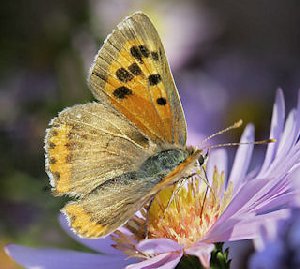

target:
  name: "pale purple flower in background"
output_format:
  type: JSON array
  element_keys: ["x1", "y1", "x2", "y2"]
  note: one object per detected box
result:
[
  {"x1": 249, "y1": 208, "x2": 300, "y2": 269},
  {"x1": 6, "y1": 90, "x2": 300, "y2": 269},
  {"x1": 90, "y1": 0, "x2": 220, "y2": 71}
]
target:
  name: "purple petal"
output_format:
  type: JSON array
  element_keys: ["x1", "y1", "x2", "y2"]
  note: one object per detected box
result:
[
  {"x1": 260, "y1": 89, "x2": 285, "y2": 174},
  {"x1": 185, "y1": 243, "x2": 214, "y2": 268},
  {"x1": 5, "y1": 245, "x2": 132, "y2": 269},
  {"x1": 59, "y1": 214, "x2": 125, "y2": 254},
  {"x1": 126, "y1": 252, "x2": 182, "y2": 269},
  {"x1": 209, "y1": 209, "x2": 289, "y2": 242},
  {"x1": 136, "y1": 238, "x2": 183, "y2": 256},
  {"x1": 229, "y1": 124, "x2": 254, "y2": 190}
]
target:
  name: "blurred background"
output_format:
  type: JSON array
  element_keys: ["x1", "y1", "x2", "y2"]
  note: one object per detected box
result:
[{"x1": 0, "y1": 0, "x2": 300, "y2": 269}]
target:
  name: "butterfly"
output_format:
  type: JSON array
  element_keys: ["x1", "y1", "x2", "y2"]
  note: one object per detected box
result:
[{"x1": 45, "y1": 12, "x2": 202, "y2": 238}]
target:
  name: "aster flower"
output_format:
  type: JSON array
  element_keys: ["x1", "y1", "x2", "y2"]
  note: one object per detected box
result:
[
  {"x1": 249, "y1": 208, "x2": 300, "y2": 269},
  {"x1": 7, "y1": 90, "x2": 300, "y2": 269}
]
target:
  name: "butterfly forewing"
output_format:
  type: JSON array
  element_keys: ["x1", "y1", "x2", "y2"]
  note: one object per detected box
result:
[
  {"x1": 89, "y1": 13, "x2": 186, "y2": 146},
  {"x1": 45, "y1": 13, "x2": 191, "y2": 237}
]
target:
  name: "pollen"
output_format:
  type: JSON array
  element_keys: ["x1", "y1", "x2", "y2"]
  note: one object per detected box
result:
[{"x1": 148, "y1": 168, "x2": 233, "y2": 247}]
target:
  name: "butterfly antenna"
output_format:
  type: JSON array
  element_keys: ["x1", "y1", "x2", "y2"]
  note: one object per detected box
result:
[
  {"x1": 201, "y1": 120, "x2": 243, "y2": 144},
  {"x1": 203, "y1": 138, "x2": 276, "y2": 149}
]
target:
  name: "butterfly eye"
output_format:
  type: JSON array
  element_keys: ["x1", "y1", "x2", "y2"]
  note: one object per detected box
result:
[{"x1": 198, "y1": 155, "x2": 205, "y2": 166}]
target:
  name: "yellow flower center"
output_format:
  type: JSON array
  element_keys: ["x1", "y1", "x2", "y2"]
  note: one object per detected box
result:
[
  {"x1": 111, "y1": 163, "x2": 233, "y2": 255},
  {"x1": 148, "y1": 165, "x2": 233, "y2": 247}
]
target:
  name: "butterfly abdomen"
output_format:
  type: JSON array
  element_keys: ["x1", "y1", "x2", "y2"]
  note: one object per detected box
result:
[{"x1": 137, "y1": 149, "x2": 189, "y2": 183}]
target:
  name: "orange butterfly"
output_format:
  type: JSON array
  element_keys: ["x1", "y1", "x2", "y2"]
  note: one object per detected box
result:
[{"x1": 45, "y1": 12, "x2": 201, "y2": 238}]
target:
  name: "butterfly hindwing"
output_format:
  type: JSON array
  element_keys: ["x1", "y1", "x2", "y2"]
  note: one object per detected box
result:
[
  {"x1": 62, "y1": 170, "x2": 153, "y2": 238},
  {"x1": 89, "y1": 13, "x2": 186, "y2": 146},
  {"x1": 45, "y1": 103, "x2": 156, "y2": 196}
]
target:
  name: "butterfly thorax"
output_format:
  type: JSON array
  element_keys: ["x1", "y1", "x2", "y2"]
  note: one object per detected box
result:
[
  {"x1": 138, "y1": 149, "x2": 189, "y2": 183},
  {"x1": 137, "y1": 148, "x2": 201, "y2": 195}
]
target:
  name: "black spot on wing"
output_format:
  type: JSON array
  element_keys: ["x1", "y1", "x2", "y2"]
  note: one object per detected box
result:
[
  {"x1": 116, "y1": 67, "x2": 133, "y2": 82},
  {"x1": 128, "y1": 63, "x2": 142, "y2": 76},
  {"x1": 156, "y1": 97, "x2": 167, "y2": 106},
  {"x1": 151, "y1": 51, "x2": 159, "y2": 61},
  {"x1": 148, "y1": 74, "x2": 161, "y2": 86},
  {"x1": 130, "y1": 46, "x2": 143, "y2": 63},
  {"x1": 113, "y1": 86, "x2": 132, "y2": 99},
  {"x1": 139, "y1": 45, "x2": 150, "y2": 58},
  {"x1": 92, "y1": 70, "x2": 107, "y2": 81}
]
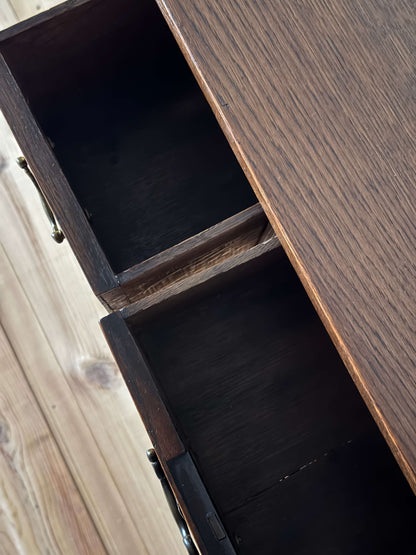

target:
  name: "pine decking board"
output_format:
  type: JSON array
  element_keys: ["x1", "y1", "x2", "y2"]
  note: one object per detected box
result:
[
  {"x1": 0, "y1": 0, "x2": 184, "y2": 555},
  {"x1": 158, "y1": 0, "x2": 416, "y2": 491}
]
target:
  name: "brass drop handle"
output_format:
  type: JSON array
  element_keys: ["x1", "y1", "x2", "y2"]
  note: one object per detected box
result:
[{"x1": 16, "y1": 156, "x2": 65, "y2": 243}]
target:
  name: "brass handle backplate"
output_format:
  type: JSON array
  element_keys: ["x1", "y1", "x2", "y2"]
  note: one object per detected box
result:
[
  {"x1": 146, "y1": 449, "x2": 199, "y2": 555},
  {"x1": 16, "y1": 156, "x2": 65, "y2": 243}
]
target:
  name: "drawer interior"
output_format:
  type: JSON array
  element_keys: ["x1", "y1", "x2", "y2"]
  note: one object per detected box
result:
[
  {"x1": 1, "y1": 0, "x2": 256, "y2": 273},
  {"x1": 124, "y1": 245, "x2": 416, "y2": 555}
]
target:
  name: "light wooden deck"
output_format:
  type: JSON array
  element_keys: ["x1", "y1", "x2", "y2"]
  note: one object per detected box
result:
[{"x1": 0, "y1": 0, "x2": 185, "y2": 555}]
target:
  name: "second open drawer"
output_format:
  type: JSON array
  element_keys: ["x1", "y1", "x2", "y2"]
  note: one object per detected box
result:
[
  {"x1": 0, "y1": 0, "x2": 257, "y2": 308},
  {"x1": 102, "y1": 238, "x2": 416, "y2": 555}
]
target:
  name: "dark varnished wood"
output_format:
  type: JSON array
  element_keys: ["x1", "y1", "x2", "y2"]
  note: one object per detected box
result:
[
  {"x1": 158, "y1": 0, "x2": 416, "y2": 488},
  {"x1": 118, "y1": 204, "x2": 274, "y2": 306},
  {"x1": 0, "y1": 55, "x2": 118, "y2": 294},
  {"x1": 108, "y1": 247, "x2": 416, "y2": 555},
  {"x1": 100, "y1": 312, "x2": 184, "y2": 460},
  {"x1": 0, "y1": 0, "x2": 256, "y2": 294}
]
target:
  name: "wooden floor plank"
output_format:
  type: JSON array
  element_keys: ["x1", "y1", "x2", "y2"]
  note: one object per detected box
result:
[
  {"x1": 0, "y1": 121, "x2": 183, "y2": 554},
  {"x1": 0, "y1": 328, "x2": 105, "y2": 555},
  {"x1": 0, "y1": 0, "x2": 184, "y2": 555}
]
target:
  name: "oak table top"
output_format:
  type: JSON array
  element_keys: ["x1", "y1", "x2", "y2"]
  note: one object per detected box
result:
[{"x1": 158, "y1": 0, "x2": 416, "y2": 496}]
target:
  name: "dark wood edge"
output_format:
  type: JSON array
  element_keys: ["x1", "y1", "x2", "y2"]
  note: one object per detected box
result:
[
  {"x1": 117, "y1": 204, "x2": 268, "y2": 285},
  {"x1": 156, "y1": 0, "x2": 416, "y2": 494},
  {"x1": 0, "y1": 0, "x2": 91, "y2": 43},
  {"x1": 100, "y1": 312, "x2": 184, "y2": 460},
  {"x1": 0, "y1": 55, "x2": 118, "y2": 295},
  {"x1": 120, "y1": 237, "x2": 281, "y2": 322},
  {"x1": 166, "y1": 452, "x2": 236, "y2": 555}
]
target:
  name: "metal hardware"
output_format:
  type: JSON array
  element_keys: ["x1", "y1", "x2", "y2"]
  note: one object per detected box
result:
[
  {"x1": 16, "y1": 156, "x2": 65, "y2": 243},
  {"x1": 146, "y1": 449, "x2": 199, "y2": 555}
]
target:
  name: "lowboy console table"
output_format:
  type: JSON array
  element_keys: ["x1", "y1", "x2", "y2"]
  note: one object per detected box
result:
[{"x1": 0, "y1": 0, "x2": 416, "y2": 555}]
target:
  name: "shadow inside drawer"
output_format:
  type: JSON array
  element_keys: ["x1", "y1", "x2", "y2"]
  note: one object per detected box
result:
[
  {"x1": 1, "y1": 0, "x2": 256, "y2": 274},
  {"x1": 127, "y1": 249, "x2": 415, "y2": 555}
]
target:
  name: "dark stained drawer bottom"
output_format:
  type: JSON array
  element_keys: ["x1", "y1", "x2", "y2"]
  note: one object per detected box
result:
[{"x1": 103, "y1": 239, "x2": 416, "y2": 555}]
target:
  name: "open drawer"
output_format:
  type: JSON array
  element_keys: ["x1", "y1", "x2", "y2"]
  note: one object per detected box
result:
[
  {"x1": 0, "y1": 0, "x2": 256, "y2": 308},
  {"x1": 102, "y1": 238, "x2": 416, "y2": 555}
]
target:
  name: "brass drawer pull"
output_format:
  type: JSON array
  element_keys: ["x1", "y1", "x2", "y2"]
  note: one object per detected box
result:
[
  {"x1": 146, "y1": 449, "x2": 199, "y2": 555},
  {"x1": 16, "y1": 156, "x2": 65, "y2": 243}
]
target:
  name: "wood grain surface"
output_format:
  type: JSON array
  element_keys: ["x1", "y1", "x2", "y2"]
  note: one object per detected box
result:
[
  {"x1": 0, "y1": 0, "x2": 185, "y2": 555},
  {"x1": 158, "y1": 0, "x2": 416, "y2": 490},
  {"x1": 0, "y1": 327, "x2": 106, "y2": 555}
]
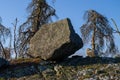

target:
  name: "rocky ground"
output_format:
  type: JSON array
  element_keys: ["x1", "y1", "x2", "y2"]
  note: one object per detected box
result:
[{"x1": 0, "y1": 56, "x2": 120, "y2": 80}]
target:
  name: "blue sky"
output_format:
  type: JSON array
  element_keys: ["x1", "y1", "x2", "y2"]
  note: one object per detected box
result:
[{"x1": 0, "y1": 0, "x2": 120, "y2": 55}]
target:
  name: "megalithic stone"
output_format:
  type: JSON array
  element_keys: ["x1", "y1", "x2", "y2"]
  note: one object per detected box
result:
[{"x1": 29, "y1": 18, "x2": 83, "y2": 60}]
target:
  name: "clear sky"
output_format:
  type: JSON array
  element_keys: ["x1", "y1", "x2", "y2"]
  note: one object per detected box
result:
[{"x1": 0, "y1": 0, "x2": 120, "y2": 55}]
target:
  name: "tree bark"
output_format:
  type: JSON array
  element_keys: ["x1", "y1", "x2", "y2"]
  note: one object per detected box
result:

• **AIM OF THE TASK**
How many lines in the records above contain the word "background"? Reply with only the number.

• **REPLY TO THE TASK**
2